-------- TRECHO FORNECIDO --------

"Ser Steve Jobs ou Bill Gates nos
EUA é fácil. Difícil é ser o Nélio Nicolai no Brasil."
É assim que o homem que é considerado
o "professor Pardal" de Brasília define o que considera sua luta
"solitária" e "desgastante" em busca do reconhecimento da
autoria de várias invenções.
Um dos inventos que constam de sua
lista é usado no dia a dia pela maioria dos brasileiros: o identificador de
chamadas, ou Bina.
Nicolai, 72, disse que o identificador
foi construído no final da década de 70 em uma antiga máquina de calcular
-nessa época ele era funcionário da Telebrás, empresa pública de telefonia,
privatizada anos depois.
O invento é motivo de disputa judicial
há 14 anos. Nicolai afirma que registrou o identificador pela primeira vez no
início dos anos 80. A patente é de 1992.
Todas as operadoras de telefonia do
país usam mecanismos identificadores de chamadas e Nicolai resolveu travar uma
disputa jurídica: moveu processos contra a Claro, a Vivo, a CTBC e a Sercomtel.
O processo contra a Claro terminou em março, após um acordo milionário.
Nele, Nicolai desistiu de ações na
Justiça contra a operadora e abriu mão dos direitos autorais em troca de um
valor, que não pode ser divulgado por causa de cláusula de confidencialidade.

--------

Reproduza, do texto sobre Nélio Nicolai acima, o trecho compreendido entre "O invento é" e "e a Sercomtel.", ambos inclusive.

-------- EXTRATO DE REGISTROS --------

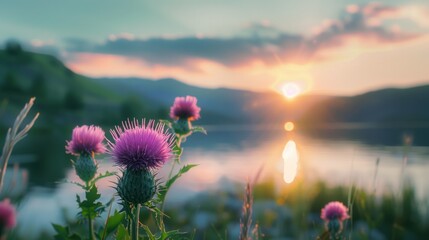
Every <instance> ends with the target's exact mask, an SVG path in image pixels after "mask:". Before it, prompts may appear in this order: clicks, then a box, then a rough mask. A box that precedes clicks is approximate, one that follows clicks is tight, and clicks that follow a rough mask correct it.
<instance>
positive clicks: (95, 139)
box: [66, 125, 106, 156]
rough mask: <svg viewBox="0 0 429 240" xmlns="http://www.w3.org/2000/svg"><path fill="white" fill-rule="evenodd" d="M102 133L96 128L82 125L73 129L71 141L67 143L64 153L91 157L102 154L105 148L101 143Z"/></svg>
mask: <svg viewBox="0 0 429 240" xmlns="http://www.w3.org/2000/svg"><path fill="white" fill-rule="evenodd" d="M103 139H104V131H103V130H102V129H101V128H100V127H97V126H93V125H91V126H87V125H83V126H81V127H75V128H74V129H73V134H72V140H71V141H67V146H66V152H67V153H70V154H73V155H76V156H78V155H85V154H86V155H92V154H93V153H104V152H105V151H106V148H105V146H104V144H103V143H102V142H103Z"/></svg>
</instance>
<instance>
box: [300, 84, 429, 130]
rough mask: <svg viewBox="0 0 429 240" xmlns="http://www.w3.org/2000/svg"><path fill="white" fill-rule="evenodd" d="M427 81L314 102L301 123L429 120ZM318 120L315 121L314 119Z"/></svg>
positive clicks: (343, 122)
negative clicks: (312, 104)
mask: <svg viewBox="0 0 429 240" xmlns="http://www.w3.org/2000/svg"><path fill="white" fill-rule="evenodd" d="M428 106H429V85H423V86H417V87H411V88H387V89H381V90H377V91H372V92H368V93H364V94H360V95H357V96H352V97H335V98H330V99H326V100H324V101H322V102H320V103H319V104H316V105H314V106H313V107H312V108H311V109H309V111H307V112H306V113H305V114H304V116H303V117H302V118H301V121H302V122H304V123H309V124H310V123H314V122H316V123H333V122H336V123H347V122H349V123H352V122H354V123H373V124H390V125H395V124H407V123H427V122H429V110H428ZM315 120H317V121H315Z"/></svg>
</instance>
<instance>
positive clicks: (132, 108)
mask: <svg viewBox="0 0 429 240" xmlns="http://www.w3.org/2000/svg"><path fill="white" fill-rule="evenodd" d="M12 50H13V51H12ZM12 50H11V49H5V50H0V103H1V104H0V115H1V120H0V127H1V126H9V125H10V124H11V122H12V121H13V119H14V117H15V116H16V115H17V113H18V111H19V110H20V109H21V108H22V106H23V105H24V103H26V102H27V101H28V100H29V98H30V97H33V96H35V97H36V104H35V110H36V111H40V112H41V115H40V119H39V121H38V124H37V126H41V127H42V126H44V127H46V128H50V129H53V128H55V126H58V125H61V126H65V125H68V124H70V125H76V124H84V123H85V124H91V123H93V124H100V125H112V124H114V123H117V122H119V121H120V120H121V119H124V118H126V116H127V117H132V115H138V113H140V112H141V113H142V114H141V116H138V117H142V116H143V114H151V115H152V116H153V115H156V114H157V111H158V109H159V108H161V106H160V105H159V104H158V105H156V104H154V105H152V108H146V109H140V108H139V109H135V108H136V107H135V106H137V107H138V106H140V105H142V103H141V100H140V99H139V100H135V99H133V98H132V96H122V95H120V94H118V93H117V92H116V91H113V90H111V89H109V88H107V87H104V86H103V85H101V84H99V83H97V82H95V81H92V80H91V79H90V78H88V77H85V76H82V75H79V74H76V73H74V72H73V71H71V70H70V69H69V68H67V67H66V66H65V65H64V64H63V63H62V62H61V61H59V60H58V59H57V58H55V57H53V56H49V55H45V54H37V53H31V52H26V51H23V50H22V49H20V48H18V49H17V50H14V49H12Z"/></svg>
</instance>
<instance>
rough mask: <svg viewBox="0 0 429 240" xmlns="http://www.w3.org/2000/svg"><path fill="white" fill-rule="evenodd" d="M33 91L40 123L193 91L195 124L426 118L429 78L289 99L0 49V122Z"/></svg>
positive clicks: (13, 115) (2, 121) (264, 93)
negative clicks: (125, 72)
mask: <svg viewBox="0 0 429 240" xmlns="http://www.w3.org/2000/svg"><path fill="white" fill-rule="evenodd" d="M34 95H35V96H36V97H37V98H38V100H37V102H36V106H37V108H38V109H37V110H39V111H41V112H42V115H41V122H42V123H44V124H45V125H49V124H52V123H57V124H59V125H64V123H69V124H79V123H87V124H89V123H93V124H105V125H112V124H117V123H118V122H120V121H121V120H123V119H126V118H132V117H137V118H142V117H147V118H168V112H169V107H170V106H171V104H172V103H173V101H174V98H175V97H176V96H186V95H192V96H195V97H197V98H198V105H199V106H200V107H201V108H202V113H201V115H202V119H201V120H200V121H199V123H200V124H278V123H284V122H285V121H296V122H299V123H300V124H302V125H307V126H312V125H317V124H331V123H339V122H341V123H376V124H398V123H411V122H429V111H427V107H426V106H428V104H429V85H425V86H417V87H412V88H403V89H399V88H389V89H382V90H377V91H372V92H368V93H364V94H360V95H356V96H350V97H327V96H317V95H304V96H299V97H297V98H296V99H293V100H292V101H289V100H286V99H285V98H284V97H283V96H281V95H280V94H277V93H274V92H252V91H245V90H236V89H227V88H217V89H209V88H202V87H196V86H192V85H188V84H185V83H183V82H180V81H178V80H175V79H171V78H166V79H159V80H153V79H141V78H97V79H92V78H88V77H85V76H82V75H79V74H76V73H74V72H73V71H71V70H70V69H68V68H67V67H66V66H65V65H64V64H63V63H62V62H61V61H59V60H58V59H56V58H55V57H52V56H49V55H44V54H36V53H30V52H26V51H23V50H22V49H5V50H0V114H1V115H2V118H1V120H0V124H1V123H3V124H1V125H7V124H6V123H10V122H11V120H12V118H13V116H15V115H16V113H17V111H19V109H20V108H21V107H22V105H23V104H24V103H25V102H26V101H28V99H29V97H30V96H34ZM6 105H7V106H8V109H12V110H11V111H12V112H14V113H11V112H10V110H8V111H9V114H6V113H5V110H4V109H5V107H4V106H6ZM3 116H4V117H3ZM39 124H40V123H39Z"/></svg>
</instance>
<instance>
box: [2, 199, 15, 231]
mask: <svg viewBox="0 0 429 240" xmlns="http://www.w3.org/2000/svg"><path fill="white" fill-rule="evenodd" d="M15 225H16V212H15V207H14V206H13V205H12V204H10V201H9V199H5V200H3V201H2V202H0V228H2V229H5V228H6V229H12V228H13V227H15Z"/></svg>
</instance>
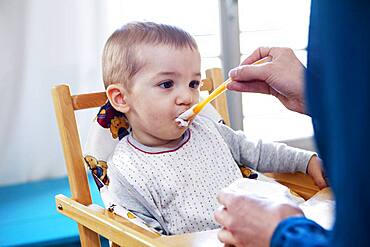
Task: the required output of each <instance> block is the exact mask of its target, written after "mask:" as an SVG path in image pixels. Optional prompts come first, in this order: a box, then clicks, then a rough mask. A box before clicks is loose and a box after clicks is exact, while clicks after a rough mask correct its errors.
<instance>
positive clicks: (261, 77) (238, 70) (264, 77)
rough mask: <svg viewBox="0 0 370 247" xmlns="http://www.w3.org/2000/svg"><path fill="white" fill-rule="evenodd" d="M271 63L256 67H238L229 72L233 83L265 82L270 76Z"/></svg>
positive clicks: (249, 65) (254, 66)
mask: <svg viewBox="0 0 370 247" xmlns="http://www.w3.org/2000/svg"><path fill="white" fill-rule="evenodd" d="M270 66H271V62H267V63H263V64H256V65H240V66H239V67H236V68H234V69H232V70H230V72H229V76H230V77H231V79H232V80H233V81H256V80H258V81H266V80H267V78H268V77H269V75H270V74H271V67H270Z"/></svg>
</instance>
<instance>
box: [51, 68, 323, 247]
mask: <svg viewBox="0 0 370 247" xmlns="http://www.w3.org/2000/svg"><path fill="white" fill-rule="evenodd" d="M222 82H223V76H222V72H221V69H219V68H215V69H210V70H207V71H206V79H204V80H203V86H202V88H201V90H205V91H208V92H212V90H213V89H214V88H216V87H217V86H218V85H219V84H221V83H222ZM52 94H53V101H54V107H55V112H56V116H57V121H58V126H59V131H60V135H61V142H62V145H63V150H64V157H65V162H66V166H67V174H68V180H69V185H70V189H71V192H72V198H67V197H66V196H64V195H57V196H56V197H55V198H56V206H57V210H58V211H59V212H60V213H62V214H64V215H66V216H67V217H69V218H71V219H73V220H75V221H76V222H77V223H78V229H79V233H80V240H81V245H82V246H87V247H94V246H100V240H99V235H102V236H104V237H105V238H107V239H109V240H110V241H112V243H113V246H223V244H221V243H220V242H219V241H218V239H217V230H211V231H204V232H197V233H189V234H182V235H174V236H162V235H160V234H156V233H153V232H151V231H149V230H146V229H144V228H141V227H140V226H138V225H136V224H134V223H132V222H130V221H129V220H127V219H125V218H123V217H120V216H118V215H116V214H114V213H112V212H110V211H108V210H106V209H104V208H101V207H99V206H97V205H95V204H93V202H92V199H91V194H90V189H89V185H88V179H87V174H86V167H85V164H84V159H83V155H82V148H81V143H80V139H79V134H78V129H77V123H76V118H75V113H74V111H76V110H82V109H88V108H93V107H100V106H102V105H103V104H105V102H106V100H107V97H106V95H105V92H99V93H89V94H80V95H71V92H70V89H69V86H68V85H65V84H62V85H58V86H55V87H54V88H53V89H52ZM212 104H213V105H214V107H215V108H216V109H217V110H218V112H219V113H220V115H221V116H222V117H223V119H224V121H225V123H226V124H227V125H230V121H229V115H228V110H227V102H226V96H225V95H220V96H219V97H218V98H217V99H215V100H214V101H213V102H212ZM269 176H272V177H274V178H275V179H276V180H277V181H279V182H281V183H283V184H285V185H287V186H288V187H290V188H291V189H293V190H294V191H295V192H297V193H298V194H300V195H302V196H303V197H304V198H306V199H307V198H309V197H311V196H312V195H313V194H315V193H316V192H317V191H318V190H319V189H318V188H317V187H316V186H315V185H314V183H313V181H312V180H311V179H310V178H309V177H308V176H306V175H304V174H269Z"/></svg>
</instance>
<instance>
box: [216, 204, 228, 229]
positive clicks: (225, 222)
mask: <svg viewBox="0 0 370 247" xmlns="http://www.w3.org/2000/svg"><path fill="white" fill-rule="evenodd" d="M213 216H214V217H215V220H216V222H217V223H218V224H220V225H221V226H223V227H226V228H228V227H229V225H230V224H229V220H228V218H227V211H226V209H225V207H224V206H221V207H219V208H218V209H217V210H216V211H215V212H214V214H213Z"/></svg>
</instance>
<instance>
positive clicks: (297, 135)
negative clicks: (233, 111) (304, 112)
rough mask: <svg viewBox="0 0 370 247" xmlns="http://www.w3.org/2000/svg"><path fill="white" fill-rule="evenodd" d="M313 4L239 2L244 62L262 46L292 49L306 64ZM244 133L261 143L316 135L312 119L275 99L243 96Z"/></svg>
mask: <svg viewBox="0 0 370 247" xmlns="http://www.w3.org/2000/svg"><path fill="white" fill-rule="evenodd" d="M309 11H310V1H307V0H279V1H275V0H258V1H256V0H245V1H239V26H240V49H241V54H242V57H241V60H242V61H243V60H244V59H245V58H246V56H247V55H249V54H250V53H252V52H253V51H254V50H255V49H256V48H258V47H259V46H270V47H271V46H284V47H290V48H292V49H293V50H294V51H295V53H296V55H297V57H298V58H299V59H300V60H301V62H302V63H303V64H304V65H305V64H306V46H307V40H308V23H309ZM242 101H243V115H244V121H243V125H244V130H245V131H246V132H247V133H248V134H249V135H252V136H255V137H259V138H262V139H267V140H273V141H283V140H291V139H297V138H302V137H310V136H312V135H313V129H312V124H311V119H310V118H309V117H307V116H304V115H302V114H298V113H295V112H291V111H289V110H287V109H286V108H285V107H284V106H283V105H282V104H281V103H280V102H279V101H278V100H277V99H276V98H274V97H273V96H269V95H261V94H254V93H246V94H243V99H242Z"/></svg>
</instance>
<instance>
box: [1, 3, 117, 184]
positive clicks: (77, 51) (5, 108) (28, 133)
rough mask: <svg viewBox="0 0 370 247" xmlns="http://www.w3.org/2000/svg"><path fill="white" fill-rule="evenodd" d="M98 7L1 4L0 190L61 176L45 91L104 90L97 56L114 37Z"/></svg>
mask: <svg viewBox="0 0 370 247" xmlns="http://www.w3.org/2000/svg"><path fill="white" fill-rule="evenodd" d="M100 2H101V1H99V0H96V1H91V0H79V1H74V0H64V1H48V0H34V1H30V0H29V1H24V0H1V1H0V37H1V38H0V54H1V56H0V92H1V97H0V103H1V104H0V109H1V115H0V116H1V121H0V157H1V159H0V170H1V176H0V185H4V184H13V183H20V182H27V181H31V180H38V179H41V178H48V177H58V176H61V175H64V174H65V165H64V159H63V155H62V149H61V146H60V144H59V133H58V131H57V126H56V121H55V114H54V110H53V106H52V99H51V93H50V90H51V87H52V86H53V85H55V84H57V83H70V84H71V88H72V91H73V92H74V93H81V92H87V91H94V90H96V91H97V90H103V86H102V85H103V84H102V81H101V72H100V53H101V50H102V48H103V45H104V41H105V39H106V37H107V36H108V33H110V32H111V31H112V30H108V28H107V25H106V23H105V22H104V19H105V16H104V15H105V10H104V6H101V3H100ZM93 114H94V113H92V112H89V113H85V114H82V116H80V117H79V119H81V123H82V125H88V119H90V118H91V117H92V116H93ZM81 134H82V136H84V135H85V134H86V133H85V132H84V133H81Z"/></svg>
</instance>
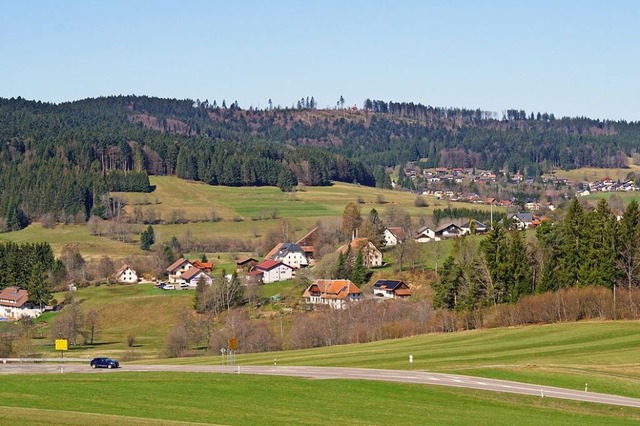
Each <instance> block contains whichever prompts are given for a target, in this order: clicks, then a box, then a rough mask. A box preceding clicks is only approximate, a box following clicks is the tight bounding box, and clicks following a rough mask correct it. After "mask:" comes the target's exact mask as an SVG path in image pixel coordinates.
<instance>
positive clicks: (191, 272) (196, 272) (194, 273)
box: [181, 266, 203, 280]
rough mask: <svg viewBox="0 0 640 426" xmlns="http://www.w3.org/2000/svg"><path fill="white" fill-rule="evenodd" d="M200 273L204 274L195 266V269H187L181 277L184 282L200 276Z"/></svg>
mask: <svg viewBox="0 0 640 426" xmlns="http://www.w3.org/2000/svg"><path fill="white" fill-rule="evenodd" d="M199 272H203V271H202V269H200V268H198V267H196V266H194V267H193V268H189V269H187V270H186V271H185V272H184V273H183V274H182V276H181V278H182V279H183V280H190V279H191V278H193V277H195V276H196V275H198V273H199Z"/></svg>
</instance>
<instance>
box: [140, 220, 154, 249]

--------

**CAMPO DE RESPOSTA**.
O invento é motivo de disputa judicial
há 14 anos. Nicolai afirma que registrou o identificador pela primeira vez no
início dos anos 80. A patente é de 1992.
Todas as operadoras de telefonia do
país usam mecanismos identificadores de chamadas e Nicolai resolveu travar uma
disputa jurídica: moveu processos contra a Claro, a Vivo, a CTBC e a Sercomtel.